▸ **Brano riportato**:
"""

Lo
scorso 20 giugno, nella cattedrale di San Lorenzo in Perugia,
sacerdoti, religiosi, religiose, seminaristi e fedeli
dell’Archidiocesi si sono ritrovati numerosi attorno al
ventiseienne don Lorenzo Perri, ordinato presbitero dal cardinale
Gualtiero Bassetti; concelebranti il vescovo ausiliare mons. Paolo
Giulietti e l’arcivescovo emerito mons. Giuseppe Chiaretti. Con don
Lorenzo i sacerdoti perugino-pievesi sono 112 e la Chiesa diocesana
sta vivendo una “primavera di vocazioni” con i suoi 20
seminaristi che studiano presso il Pontificio Seminario Regionale
Umbro “Pio XI”, dei quali tre il prossimo 12 settembre, a
conclusione dell’Assemblea diocesana, saranno ordinati diaconi
avvicinandosi al presbiterato.
Don
Lorenzo Perri, che domenica 21 giugno ha celebrato la sua prima messa
nella chiesa parrocchiale di Santo Spirito, dove ricevette il
sacramento del Battesimo dall’attuale parroco mons. Saulo
Scarabattoli, pochi giorni prima della sua ordinazione ha scritto al
cardinale Bassetti una «breve, concisa, essenziale lettera», come
lo stesso porporato l’ha definita nel leggere la parte finale
durante l’omelia, accogliendola come «una provocazione così
positiva e forte».

"""

▸ **Dati registrati**:
"""

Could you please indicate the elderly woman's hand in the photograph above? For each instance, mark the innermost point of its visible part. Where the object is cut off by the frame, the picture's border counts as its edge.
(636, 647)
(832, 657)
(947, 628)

"""

▸ **Consegna 1**: Secondo il brano sull'ordinazione di don Lorenzo Perri, in quale chiesa il nuovo sacerdote ha celebrato la sua prima messa?
▸ **Consegna 2**: Per favore, prosegui il brano sull'ordinazione di don Lorenzo Perri a partire dalla sua ultima frase.

▸ **Risposta scritta 1**: Nella chiesa parrocchiale di Santo Spirito.

▸ **Risposta scritta 2**:
«Mi
affido alla sua custodia – ha scritto il futuro sacerdote –,
sapendo di non vantare l’applauso di molti, ma rassicurato dalla
certezza che la mia vita sia cara ai suoi occhi, tanto e quanto essa
è cara agli occhi di Dio». Al riguardo il cardinale ha parlato di
«esame di coscienza per un vescovo» e di un «richiamo ad una
paternità profonda e sincera». Ed ha aggiunto: «Mi sono chiesto:
la vita dei miei preti, dei miei seminaristi, dei consacrati, dei
diaconi, delle famiglie, di tutto il popolo di Dio che mi è stato
affidato, “è davvero cara ai miei occhi tanto e quanto è cara
agli occhi di Dio?”. Il brano della Lettera ai
corinzi (letto durante la celebrazione, n.d.r.) ci viene
incontro e dà senso a tutto ciò che sta per compiersi in te
Lorenzo, nella nostra Chiesa diocesana e in tutta la Chiesa».
«Noi
uomini siamo e riposiamo nelle “mani di Dio”…
L’importante
è aver preso Gesù sulla nostra barca»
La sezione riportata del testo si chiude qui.